EXERCISE TASK: Reproduce the records below line for line without changing anything, but leave out the pictures.

Excerpts from point annotation data

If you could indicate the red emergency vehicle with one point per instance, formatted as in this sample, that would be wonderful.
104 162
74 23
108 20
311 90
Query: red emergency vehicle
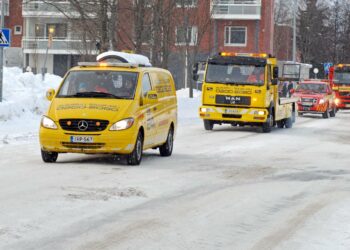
315 97
339 77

CORRECT RESULT:
If you could indicate the red emergency vehicle with one point per instance, formatted as in this sample, that would be wonderful.
104 162
74 23
108 20
311 90
Query: red emergency vehicle
315 97
339 77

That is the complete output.